Margaret: I didn't, and I think that's the thing that was so interesting. I would type into Google the questions that I had like, "How do kids learn sight words?" I would get a whole bunch of strategies back, like flashcards and bingo and play this and play that with them, all of the strategies that were familiar to me from balanced literacy trainings.
But it wasn't until I started typing into Google the right terminology to find out the information that I needed, that I was actually able to start finding scientific articles that were describing what happens as the brain is processing the letters on the page. I had to get out of teacher publications and into publications that were designed for other fields. It meant reading a lot of stuff that was over my head.
I remember there was this one time I was reading this Seidenberg and McClelland article. I was like, "I can't even pronounce some of the words in here," like saccade, what is that? And so, yeah, it was a lot of long nights reading a lot of stuff and feeling dumb. Also feeling like I was just in awe of the amount of information that I didn't know that was known by other people.

EXCERPTED DATA.
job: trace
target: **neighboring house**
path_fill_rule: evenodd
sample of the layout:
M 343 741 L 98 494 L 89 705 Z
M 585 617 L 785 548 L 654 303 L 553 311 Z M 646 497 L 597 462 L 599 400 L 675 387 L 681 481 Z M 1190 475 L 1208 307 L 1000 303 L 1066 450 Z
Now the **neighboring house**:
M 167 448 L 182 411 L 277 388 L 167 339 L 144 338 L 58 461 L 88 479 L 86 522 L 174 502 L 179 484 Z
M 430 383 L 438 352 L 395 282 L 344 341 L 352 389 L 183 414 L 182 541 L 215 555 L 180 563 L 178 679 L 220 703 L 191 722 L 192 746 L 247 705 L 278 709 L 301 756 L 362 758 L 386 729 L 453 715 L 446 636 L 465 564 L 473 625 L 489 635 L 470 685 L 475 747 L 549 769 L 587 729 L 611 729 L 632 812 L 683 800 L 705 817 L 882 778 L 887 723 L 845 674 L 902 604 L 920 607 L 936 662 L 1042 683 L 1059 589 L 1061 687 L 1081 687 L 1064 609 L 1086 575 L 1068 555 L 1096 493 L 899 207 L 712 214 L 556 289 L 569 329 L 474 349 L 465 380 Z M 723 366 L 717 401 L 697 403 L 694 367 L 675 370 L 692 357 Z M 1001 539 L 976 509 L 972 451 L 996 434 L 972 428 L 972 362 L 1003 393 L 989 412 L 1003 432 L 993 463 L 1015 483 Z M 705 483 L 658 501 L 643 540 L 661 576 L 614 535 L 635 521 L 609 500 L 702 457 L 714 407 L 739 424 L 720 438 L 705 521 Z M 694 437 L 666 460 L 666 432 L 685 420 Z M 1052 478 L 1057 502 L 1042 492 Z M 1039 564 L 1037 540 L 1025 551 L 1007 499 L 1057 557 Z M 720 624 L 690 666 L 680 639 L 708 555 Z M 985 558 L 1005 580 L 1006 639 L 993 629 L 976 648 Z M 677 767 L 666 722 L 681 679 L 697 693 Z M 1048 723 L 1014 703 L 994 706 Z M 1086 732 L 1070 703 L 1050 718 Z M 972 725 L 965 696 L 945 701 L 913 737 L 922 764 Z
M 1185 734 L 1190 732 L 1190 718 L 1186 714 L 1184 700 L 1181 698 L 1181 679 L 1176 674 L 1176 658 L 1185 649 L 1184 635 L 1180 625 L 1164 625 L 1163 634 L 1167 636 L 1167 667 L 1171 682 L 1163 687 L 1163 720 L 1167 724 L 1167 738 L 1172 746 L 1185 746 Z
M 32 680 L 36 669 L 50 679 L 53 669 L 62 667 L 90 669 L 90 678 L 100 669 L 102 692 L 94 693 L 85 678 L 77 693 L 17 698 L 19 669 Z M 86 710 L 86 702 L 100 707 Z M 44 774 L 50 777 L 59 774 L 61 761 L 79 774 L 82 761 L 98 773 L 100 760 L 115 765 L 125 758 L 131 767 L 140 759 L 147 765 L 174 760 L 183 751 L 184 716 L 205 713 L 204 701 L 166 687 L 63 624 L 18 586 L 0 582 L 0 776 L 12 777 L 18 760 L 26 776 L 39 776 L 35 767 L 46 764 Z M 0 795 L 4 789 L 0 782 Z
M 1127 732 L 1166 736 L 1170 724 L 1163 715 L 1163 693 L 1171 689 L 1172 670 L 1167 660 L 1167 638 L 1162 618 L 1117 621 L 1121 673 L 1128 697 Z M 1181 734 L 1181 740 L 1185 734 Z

TASKS.
1 - In the interview excerpt, what article was Margaret reading when she couldn't pronounce some of the words?
2 - Quote the interview excerpt from "But it wasn't" up to and including "over my head.".
3 - Extend the interview excerpt about researching how children learn to read, starting after its final sentence.

EXPECTED OUTPUTS.
1 - A Seidenberg and McClelland article.

2 -
But it wasn't until I started typing into Google the right terminology to find out the information that I needed, that I was actually able to start finding scientific articles that were describing what happens as the brain is processing the letters on the page. I had to get out of teacher publications and into publications that were designed for other fields. It meant reading a lot of stuff that was over my head.

3 -
I really needed to learn quickly how to read a study, how to understand basic terminology that they were using, how to use ... I can't even think of all of the questions that I ended up asking as a result of realizing I was in over my head, but it was a lot.
Anna: Was there a specific book or something that helped turn the page for you a little bit?
Margaret: The moment that stands out most clearly to me was that I had been starting to make sense of the infighting amongst the authors that I was reading. I made myself a Venn diagram and I was like, "Here are some people in this camp. Here are some people in this camp. Some people are liked by both of them. What's going on here?"
I started to realize, "Oh, this is seeming like a reading war that's happening. I've heard about the reading wars. They were settled many, many decades ago. Why is it that history is repeating itself in this way?"
I remember reading the article "Whole-Language High Jinks" by Dr. Mills, and she had a chart in there that was preparing the scientifically-based reading research approach, SBRR, with whole language derivatives. When I saw that, I think that was the first moment that I realized that balanced literacy was actually rooted in whole language. I had thought if it's got phonics in it, there's no way it can be whole language.
Anna: I know.
Margaret: But to see it there, I was looking at it and I was like, "Everything I know is in this one category that is a derivative from whole language, and there's this other approach that I really need to learn a lot about really fast."
Anna: That's really interesting that you say that, because I know for a long time I just dismissed criticisms, because like, "I'm not whole language. I don't do memorizing whole words."
Margaret: Exactly! You said word study!
Anna: Yeah, exactly! I've got "Words Their Way," so I can't be whole language.
Margaret: Exactly.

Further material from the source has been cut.